Text segment:
• • •

I could tell you what Vince Staples is eating for lunch, but we both agree that celebrity-profile trope is corny. There’s a lot in this world that Staples thinks is corny, but when we meet in downtown Manhattan on a June afternoon, he seems to be particularly peeved about the music industry. I can’t blame him. He’s only in New York City for the day, between a red-eye from Los Angeles, and another flight to London. And he’s spending his time answering a journalist’s questions, a thing he’s done hundreds of times in the past few years, and then doing a photo shoot. There are lot of things that have to be done in order to sell music that don’t involve music, and Staples isn’t particularly enthused.

“We expect niggas to make videos, to have merch, to have this whole aesthetic,” he tells me with palpable irritation. “When people start talking about these artists nowadays, music is the last thing you thinking about.”

He even quibbles with the way we describe musicians as “artists,” comparing the music industry to that of visual art, which he says he respects more. As he puts it, there are no museums for music—meaning that there are no institutions determining the rules for how music is consumed. Anyone can pay 99 cents for a song, or stream it on their service of choice, and feel ownership over it. With no one setting the rules, the work is subjected to everyone’s review, everyone’s opinion, everyone’s re-interpretation of the album art. The music is no longer about the music, but rather what the listener can project onto it. Or, as Staples says, “Everybody’s trying to put themselves in someone else’s picture.”

I don’t have the same level of reverence for the world of visual art—it’s difficult for me to totally respect any artform that deliberately tucks itself away for a highly selective audience that is determined by not much more than how deep your pockets are—but I understand his point. And that’s a big part of what makes Staples such a sought-after figure. Even when you disagree with him, his perspective is so well-considered and the power of his personality is so magnetic, he will win you over. He processes the world very quickly. His patience for stupidity is thinner than the gap between his two front teeth. His sense of humor is quintessentially black American, born out of that unique understanding of oppression while clocking the absurd logic of racism. A week after we first meet, in the green room before his recent appearance on “The Daily Show,” Staples is asked if he’s going to wear his eyeglasses on air. “Nah,” he replies, “can’t let The Man know you got a disability.”

This is the other thing that has every publication and talk show running to sit down with him. That quick wit impresses many and inspires comedy club-sized laughs. During his “Daily Show” interview, after rhapsodizing on topics as disparate as afrofuturism, the life expectancy rate of beta fish, and the thirst-quenching properties of Sprite, host Trevor Noah tells Staples that he’s the most interesting guest he’s ever had. But here the paradox of the 23-year-old’s celebrity is further cleaved: None of this has anything to do with the music.

• • •

Data:
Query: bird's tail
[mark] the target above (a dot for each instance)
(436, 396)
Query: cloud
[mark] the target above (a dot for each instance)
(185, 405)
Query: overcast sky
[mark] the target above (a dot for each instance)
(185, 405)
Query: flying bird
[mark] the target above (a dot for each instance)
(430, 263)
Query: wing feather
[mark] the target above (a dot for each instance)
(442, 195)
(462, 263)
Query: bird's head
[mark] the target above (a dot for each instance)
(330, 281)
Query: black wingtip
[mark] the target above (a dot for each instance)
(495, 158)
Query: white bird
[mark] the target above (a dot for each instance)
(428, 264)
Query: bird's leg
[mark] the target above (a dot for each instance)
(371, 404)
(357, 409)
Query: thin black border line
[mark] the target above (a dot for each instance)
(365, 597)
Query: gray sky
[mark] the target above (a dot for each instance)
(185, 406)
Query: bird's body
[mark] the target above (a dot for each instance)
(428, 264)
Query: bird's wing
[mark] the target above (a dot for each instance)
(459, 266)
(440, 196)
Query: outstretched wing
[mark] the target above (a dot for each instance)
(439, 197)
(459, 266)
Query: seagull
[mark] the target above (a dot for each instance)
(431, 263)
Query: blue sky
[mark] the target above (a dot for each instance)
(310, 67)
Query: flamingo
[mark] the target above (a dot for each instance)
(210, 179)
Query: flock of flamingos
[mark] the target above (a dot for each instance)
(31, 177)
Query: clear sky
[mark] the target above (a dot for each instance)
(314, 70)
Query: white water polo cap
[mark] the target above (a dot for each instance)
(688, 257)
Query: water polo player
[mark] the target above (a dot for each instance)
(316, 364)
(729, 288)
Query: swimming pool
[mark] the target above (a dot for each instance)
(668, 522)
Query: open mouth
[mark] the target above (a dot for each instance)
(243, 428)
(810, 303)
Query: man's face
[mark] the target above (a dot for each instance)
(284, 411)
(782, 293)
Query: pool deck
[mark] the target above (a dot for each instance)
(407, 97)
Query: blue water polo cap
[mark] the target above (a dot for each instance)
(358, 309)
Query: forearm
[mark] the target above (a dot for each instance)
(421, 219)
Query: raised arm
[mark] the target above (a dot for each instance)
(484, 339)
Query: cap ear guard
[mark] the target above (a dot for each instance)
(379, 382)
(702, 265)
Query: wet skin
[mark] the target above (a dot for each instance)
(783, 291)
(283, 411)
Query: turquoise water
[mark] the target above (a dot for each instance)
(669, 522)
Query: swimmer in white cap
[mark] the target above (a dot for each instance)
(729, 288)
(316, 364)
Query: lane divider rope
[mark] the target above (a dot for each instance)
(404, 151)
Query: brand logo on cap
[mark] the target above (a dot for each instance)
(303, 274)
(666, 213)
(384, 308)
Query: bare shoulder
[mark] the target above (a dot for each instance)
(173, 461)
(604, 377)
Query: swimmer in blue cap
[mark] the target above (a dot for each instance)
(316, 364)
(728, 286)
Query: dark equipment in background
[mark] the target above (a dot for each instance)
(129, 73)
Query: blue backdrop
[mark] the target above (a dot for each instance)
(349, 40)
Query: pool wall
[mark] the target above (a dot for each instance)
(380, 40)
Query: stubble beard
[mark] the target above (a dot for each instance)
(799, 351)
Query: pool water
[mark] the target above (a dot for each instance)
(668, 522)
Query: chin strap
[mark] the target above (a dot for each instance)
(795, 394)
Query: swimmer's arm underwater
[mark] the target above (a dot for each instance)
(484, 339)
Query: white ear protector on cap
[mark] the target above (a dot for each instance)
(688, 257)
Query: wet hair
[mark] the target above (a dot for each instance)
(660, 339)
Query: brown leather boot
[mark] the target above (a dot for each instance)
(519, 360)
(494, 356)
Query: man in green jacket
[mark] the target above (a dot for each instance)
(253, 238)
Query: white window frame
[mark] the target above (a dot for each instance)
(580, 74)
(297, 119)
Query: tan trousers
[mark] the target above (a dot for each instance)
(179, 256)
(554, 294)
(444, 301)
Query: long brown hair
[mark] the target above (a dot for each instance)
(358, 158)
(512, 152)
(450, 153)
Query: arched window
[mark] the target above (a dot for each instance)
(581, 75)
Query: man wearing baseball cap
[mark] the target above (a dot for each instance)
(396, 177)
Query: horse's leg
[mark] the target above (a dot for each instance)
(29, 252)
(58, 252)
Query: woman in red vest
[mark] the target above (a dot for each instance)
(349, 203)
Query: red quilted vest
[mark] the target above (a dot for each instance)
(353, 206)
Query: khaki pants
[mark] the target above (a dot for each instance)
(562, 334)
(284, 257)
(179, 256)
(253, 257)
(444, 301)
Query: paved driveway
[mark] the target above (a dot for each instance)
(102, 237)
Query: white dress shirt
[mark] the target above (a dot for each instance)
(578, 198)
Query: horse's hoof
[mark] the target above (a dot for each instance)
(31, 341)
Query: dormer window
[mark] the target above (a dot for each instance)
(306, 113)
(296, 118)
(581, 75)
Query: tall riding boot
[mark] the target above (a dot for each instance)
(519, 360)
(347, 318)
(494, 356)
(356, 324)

• • •

Goal 1: In the Vince Staples profile, what does Trevor Noah tell Staples during his "Daily Show" interview?
Goal 2: Pick up the Vince Staples profile where it leaves off and keep writing it.

Response 1: He tells Staples that he's the most interesting guest he's ever had.

Response 2:
Big Fish Theory, his second full-length studio album, is a natural extension of the sounds and themes explored on last year’s Prima Donna EP and its accompanying short film. That project had the young MC asking questions about the fragility of the spotlight he found himself thrust into after the success of his debut LP, Summertime ’06. On Big Fish Theory, he’s trying to embrace the spoils of success while navigating heartbreak, both in his romantic life and in the broader world, where blackness is still a death sentence.

At least, that’s my interpretation. You could come to your own conclusion about the meaning behind his music, and Staples would be completely fine with that. He isn’t here to determine your relationship to the music by providing explanations, a stance that would appear to contradict his art-world analogy. By declining to explain, he leaves it open for the listening audience to project their own views onto his work. But he’s steadfast in his separatism. At his core, he’s a purist—not the annoying “hip-hop was better in my day” kind, but rather someone who believes everyone should do their thing and not be required to play the role of artist, critic, and dealer. “My job is to make songs,” he says. “That’s my place. I create things. All the other stuff, I really don’t think about it at all.”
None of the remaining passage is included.